Count of mapped reads
1
0
Entering edit mode
3.9 years ago

Hello,

I have around 12,000 smallRNA reads (sequences) for which I need to find the total mapped reads for EACH individual sequence. They are in a collapsed fasta file ensuring the sequences appear only once in the entire file (trimming and quiality filtering etc have been already done ). I want to know the total number of reads ( counts) for each sequence, meaning if sequence A maps to multiple places- I will need the output for the total number of mapped reads for sequence A and so on.... Eventually I want to generate an expression profile for these sequences ( may be the top 50 ). I had previously used miRdeep2 tool and the quantifier.pl script for that suite was very helpful at that time. However these are not miRNAs and so miRdeep2 cannot be used here.

I can map these to the reference genome and generate a BAM file. But will samtools be of help in this situation ? I am a bit confused. Any help is most appreciated.

Thanks !

sequence • 1.3k views
0
Entering edit mode

12,000 smallRNA reads (sequences) for which I need to find the total mapped reads for EACH individual sequence

Your post is a bit hard to understand (for me). Are you asking to find out how many places do those smallRNA reads (each read = # of places) map to a reference genome?

This sounds like a normal count based workflow one would use (align (allow unlimited multi-mapping?) to a reference and then count using featureCounts).

0
Entering edit mode

Yes @genomax. you are correct. I want to know for every sequence how many different places it can map to and then report the total number of mapped hits for that sequence. This eventually translates into total number of mapped reads for that sequence.

0
Entering edit mode

Please use ADD COMMENT/ADD REPLY when responding to existing posts to keep threads logically organized.

How long are these fasta sequences? If they are long (>500 bp), you may be able to use BBMap (mapPacBio.sh) suite to do your mapping (use ambig=all to get all possible locations the reads can map to, adjust other options to adjust alignment stringency as needed). Then you could count how many times a read appears in your BAM file to get those counts.

0
Entering edit mode

Oops- apologies for posting incorrectly. Thanks for the suggestion. The sequences in the fasta file are between 22-30 nucleotides in length. I am going to try out featureCounts and see how that goes.

Thanks !

0
Entering edit mode
3.9 years ago
GenoMax 99k

If the reads are that short then just use regular bbmap.sh. I don't think featureCounts will work in this case since it counts reads mapped to a feature (e.g. exon) in the genome. What you seem to want is a count of all locations where each of your original reads is going to map. Isn't that correct?

0
Entering edit mode

Okay thanks. Yes, that is what I want. Sorry if that was not clear from my writing. I will try BBMap then.

Dataset items:
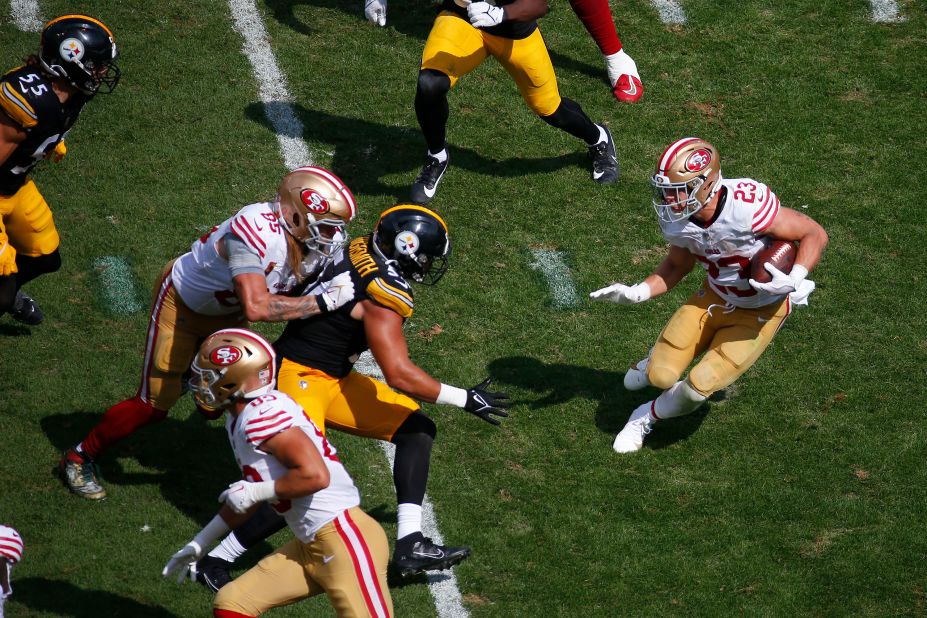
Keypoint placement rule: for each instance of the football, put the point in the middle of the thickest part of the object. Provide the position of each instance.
(779, 253)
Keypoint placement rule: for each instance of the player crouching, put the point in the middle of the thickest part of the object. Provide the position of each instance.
(731, 319)
(285, 460)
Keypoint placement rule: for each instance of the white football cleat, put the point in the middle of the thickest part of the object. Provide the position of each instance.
(636, 377)
(375, 12)
(631, 438)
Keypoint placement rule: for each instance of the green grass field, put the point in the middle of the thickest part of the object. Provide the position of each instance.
(802, 491)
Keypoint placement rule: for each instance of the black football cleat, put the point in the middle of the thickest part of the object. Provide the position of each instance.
(416, 554)
(604, 159)
(426, 183)
(213, 572)
(26, 310)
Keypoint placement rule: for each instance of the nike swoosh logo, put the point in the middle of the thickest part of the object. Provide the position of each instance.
(436, 554)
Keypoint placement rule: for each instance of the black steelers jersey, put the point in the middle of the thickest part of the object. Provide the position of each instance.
(332, 342)
(507, 29)
(27, 98)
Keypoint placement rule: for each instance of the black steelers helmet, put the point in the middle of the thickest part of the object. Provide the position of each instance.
(81, 50)
(416, 240)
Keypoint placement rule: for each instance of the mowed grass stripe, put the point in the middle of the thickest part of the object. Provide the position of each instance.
(118, 289)
(25, 15)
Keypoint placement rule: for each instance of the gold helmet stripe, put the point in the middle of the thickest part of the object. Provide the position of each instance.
(427, 211)
(85, 18)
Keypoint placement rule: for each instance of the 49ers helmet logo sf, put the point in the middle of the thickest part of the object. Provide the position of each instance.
(225, 355)
(314, 201)
(698, 160)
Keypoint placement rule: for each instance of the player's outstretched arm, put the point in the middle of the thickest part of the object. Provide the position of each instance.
(383, 328)
(259, 305)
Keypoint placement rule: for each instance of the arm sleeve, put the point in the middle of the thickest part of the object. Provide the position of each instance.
(242, 259)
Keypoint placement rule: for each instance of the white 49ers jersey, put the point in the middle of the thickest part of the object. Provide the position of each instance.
(725, 246)
(202, 276)
(261, 420)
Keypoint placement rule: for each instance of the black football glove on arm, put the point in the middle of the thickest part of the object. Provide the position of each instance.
(484, 403)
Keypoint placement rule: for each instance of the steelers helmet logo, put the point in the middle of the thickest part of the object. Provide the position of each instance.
(71, 49)
(407, 243)
(314, 201)
(698, 160)
(225, 355)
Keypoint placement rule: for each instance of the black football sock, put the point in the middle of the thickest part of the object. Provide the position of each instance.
(431, 107)
(571, 118)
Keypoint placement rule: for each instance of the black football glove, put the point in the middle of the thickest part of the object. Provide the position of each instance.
(484, 404)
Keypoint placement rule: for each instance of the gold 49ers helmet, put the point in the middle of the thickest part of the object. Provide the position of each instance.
(314, 205)
(416, 240)
(687, 177)
(81, 50)
(231, 364)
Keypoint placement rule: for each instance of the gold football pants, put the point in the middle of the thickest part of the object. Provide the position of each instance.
(26, 226)
(346, 560)
(175, 333)
(455, 48)
(356, 404)
(731, 338)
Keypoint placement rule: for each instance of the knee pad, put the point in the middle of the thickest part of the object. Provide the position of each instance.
(432, 83)
(416, 428)
(662, 376)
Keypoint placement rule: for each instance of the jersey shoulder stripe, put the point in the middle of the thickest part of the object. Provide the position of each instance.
(17, 107)
(262, 428)
(766, 213)
(391, 296)
(242, 228)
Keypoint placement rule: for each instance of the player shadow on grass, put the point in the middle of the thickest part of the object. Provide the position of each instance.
(412, 19)
(409, 17)
(364, 152)
(62, 598)
(559, 383)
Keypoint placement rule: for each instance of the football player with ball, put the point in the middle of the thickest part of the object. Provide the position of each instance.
(721, 224)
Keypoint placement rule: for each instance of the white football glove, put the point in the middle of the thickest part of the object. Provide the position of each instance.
(802, 292)
(375, 11)
(781, 283)
(336, 293)
(242, 495)
(485, 15)
(623, 294)
(183, 561)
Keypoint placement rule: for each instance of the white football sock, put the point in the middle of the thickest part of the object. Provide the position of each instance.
(440, 156)
(229, 549)
(678, 400)
(408, 519)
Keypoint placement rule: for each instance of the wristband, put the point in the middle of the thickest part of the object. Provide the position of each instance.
(451, 395)
(798, 273)
(264, 491)
(641, 292)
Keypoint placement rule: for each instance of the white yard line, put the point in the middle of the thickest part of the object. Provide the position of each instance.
(885, 11)
(25, 14)
(670, 11)
(289, 130)
(272, 87)
(117, 285)
(443, 585)
(558, 277)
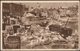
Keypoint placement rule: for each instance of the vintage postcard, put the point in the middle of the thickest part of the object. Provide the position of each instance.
(39, 25)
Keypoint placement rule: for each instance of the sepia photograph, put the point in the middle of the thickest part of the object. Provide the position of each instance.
(39, 25)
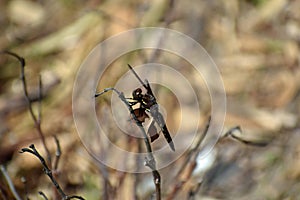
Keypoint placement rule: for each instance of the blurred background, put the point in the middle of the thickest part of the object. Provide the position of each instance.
(255, 44)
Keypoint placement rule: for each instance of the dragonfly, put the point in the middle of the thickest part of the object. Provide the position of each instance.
(147, 102)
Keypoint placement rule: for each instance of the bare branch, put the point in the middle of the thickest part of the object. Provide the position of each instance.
(9, 182)
(57, 153)
(150, 160)
(37, 121)
(47, 171)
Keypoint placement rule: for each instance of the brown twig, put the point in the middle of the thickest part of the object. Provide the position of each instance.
(150, 160)
(57, 153)
(188, 160)
(9, 182)
(48, 172)
(37, 120)
(43, 195)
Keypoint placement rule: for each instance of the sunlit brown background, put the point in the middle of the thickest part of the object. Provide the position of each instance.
(255, 44)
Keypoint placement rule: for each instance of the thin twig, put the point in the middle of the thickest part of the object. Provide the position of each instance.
(57, 153)
(43, 195)
(192, 153)
(10, 183)
(24, 181)
(47, 171)
(36, 120)
(194, 149)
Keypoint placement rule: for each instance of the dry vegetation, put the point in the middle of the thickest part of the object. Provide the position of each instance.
(255, 43)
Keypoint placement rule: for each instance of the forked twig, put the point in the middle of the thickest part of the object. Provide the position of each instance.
(48, 172)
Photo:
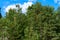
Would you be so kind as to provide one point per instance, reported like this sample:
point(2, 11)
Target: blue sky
point(6, 4)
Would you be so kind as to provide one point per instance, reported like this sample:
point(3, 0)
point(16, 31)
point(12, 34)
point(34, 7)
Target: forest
point(38, 23)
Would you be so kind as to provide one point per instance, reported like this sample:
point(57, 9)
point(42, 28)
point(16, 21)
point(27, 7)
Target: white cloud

PROMPT 1:
List every script file name (a name ending in .pl or .sh) that appears in the thread on counting mapped reads.
PROMPT 2:
Return everything in the thread on counting mapped reads from "If the reads" down to "try BBMap then.".
None of the entries is needed to work with the thread on counting mapped reads.

WRITTEN REPLY 1:
quantifier.pl, mapPacBio.sh, bbmap.sh

WRITTEN REPLY 2:
If the reads are that short then just use regular bbmap.sh. I don't think featureCounts will work in this case since it counts reads mapped to a feature (e.g. exon) in the genome. What you seem to want is a count of all locations where each of your original reads is going to map. Isn't that correct?

0
Entering edit mode

Okay thanks. Yes, that is what I want. Sorry if that was not clear from my writing. I will try BBMap then.